● Exercise tasks
1. Answer these questions from the forum thread, one per line, marked (a), (b) and (c) to match:
(a) What does davidsbees say will happen without a relief valve?
(b) Where does davidsbees say the relief valve goes?
(c) In the reply to BMAC, where does jim lyon say the bypass hose should be placed?
2. Please output everything in the forum thread from "By running the" down to "pump on wheels.", word for word.

━━━ Source excerpt

By running the motor at a lower rpm will it automatically slow the pump down which slows the flow down also or do I still need a relief valve? Do all small engines have this feature? My plan was to get a cheap pressure washer that has a bad pump so I could use the motor and cart and make my own pump on wheels.


----------



## beesohappy (Jun 3, 2009)

Thanks for the heads up. I like the filling wand idea.


----------



## davidsbees (Feb 22, 2010)

You need a relief valve or you will blow the hose.


----------



## beesohappy (Jun 3, 2009)

davidsbees said:


> You need a relief valve or you will blow the hose.


Where does the relief valve go? If I splice a T off the filling line and run it back into the tote do I still need a relief valvue. Is a relief valve to lower the pressure even for filling frames?


----------



## davidsbees (Feb 22, 2010)

The relief valve goes after the pump you can vent back into the intake or into the tank I like the tank to keep other ingredients in suspension and with a relief valve you can maintain and choose your pressure


----------



## jim lyon (Feb 19, 2006)

beesohappy said:


> Where does the relief valve go? If I splice a T off the filling line and run it back into the tote do I still need a relief valvue. Is a relief valve to lower the pressure even for filling frames?


Yes, put the T directly off of the discharge side of the pump, an alternate route for the syrup to take when your valve is shut off is a necessity as those types of gear pumps build up tremendous pressure. If you dont put a pressure relief valve in the return line then the syrup will just primarily flow to the point of least resistance meaning sometimes you might get adequate flow to your filling valve and sometimes you might not.


----------



## BMAC (Jun 23, 2009)

If you direct the pressure relief valve back back to the intake side of pump dont you stand a chance of overheating your pump?


----------



## jim lyon (Feb 19, 2006)

BMAC said:


> If you direct the pressure relief valve back back to the intake side of pump dont you stand a chance of overheating your pump?


The bypass hose should be placed back into the syrup tank. We just tape it together with the suction hose although I prefer to make the return hose considerably shorter so that you can get some mixing action action as it recirculates and does just continue to recirculate primarily what syrup is sitting on the bottom of the tank.

━━━━━━
━━━ Data excerpts

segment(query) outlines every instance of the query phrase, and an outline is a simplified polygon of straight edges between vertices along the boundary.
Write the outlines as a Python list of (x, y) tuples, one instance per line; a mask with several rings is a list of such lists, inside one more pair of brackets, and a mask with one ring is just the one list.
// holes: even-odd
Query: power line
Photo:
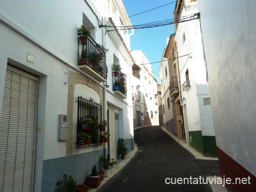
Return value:
[(107, 30), (107, 32), (117, 31), (117, 30), (137, 30), (137, 29), (142, 29), (142, 28), (152, 28), (160, 26), (164, 26), (169, 24), (172, 24), (174, 23), (183, 23), (188, 22), (189, 20), (197, 19), (199, 18), (200, 14), (199, 12), (195, 13), (193, 14), (190, 14), (187, 16), (184, 16), (180, 17), (179, 19), (166, 19), (163, 20), (160, 20), (158, 22), (154, 22), (151, 23), (147, 23), (144, 24), (137, 24), (134, 26), (106, 26), (102, 25), (100, 26), (100, 27), (109, 27), (109, 28), (115, 28), (114, 30)]
[(182, 55), (181, 56), (179, 56), (179, 57), (174, 57), (174, 58), (171, 58), (171, 59), (166, 59), (165, 60), (161, 60), (160, 61), (156, 61), (156, 62), (149, 62), (149, 63), (146, 63), (146, 64), (136, 64), (136, 65), (148, 65), (148, 64), (154, 64), (154, 63), (156, 63), (156, 62), (160, 62), (162, 61), (168, 61), (168, 60), (171, 60), (172, 59), (177, 59), (177, 58), (180, 58), (180, 57), (185, 57), (187, 56), (188, 55), (189, 55), (189, 54), (187, 54), (187, 55)]
[(135, 14), (135, 15), (131, 15), (131, 16), (129, 16), (129, 17), (130, 18), (130, 17), (132, 17), (132, 16), (135, 16), (135, 15), (139, 15), (139, 14), (143, 14), (143, 13), (144, 13), (144, 12), (148, 12), (148, 11), (154, 10), (155, 10), (155, 9), (158, 9), (158, 8), (160, 8), (160, 7), (164, 7), (164, 6), (167, 6), (167, 5), (170, 5), (170, 4), (171, 4), (171, 3), (176, 3), (176, 1), (174, 1), (174, 2), (171, 2), (171, 3), (170, 3), (166, 4), (166, 5), (162, 5), (162, 6), (160, 6), (160, 7), (155, 7), (155, 8), (150, 9), (150, 10), (149, 10), (145, 11), (143, 11), (143, 12), (140, 12), (140, 13)]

━━━━━━

● Answer set
1.
(a) You will blow the hose.
(b) After the pump.
(c) Back into the syrup tank.

2.
By running the motor at a lower rpm will it automatically slow the pump down which slows the flow down also or do I still need a relief valve? Do all small engines have this feature? My plan was to get a cheap pressure washer that has a bad pump so I could use the motor and cart and make my own pump on wheels.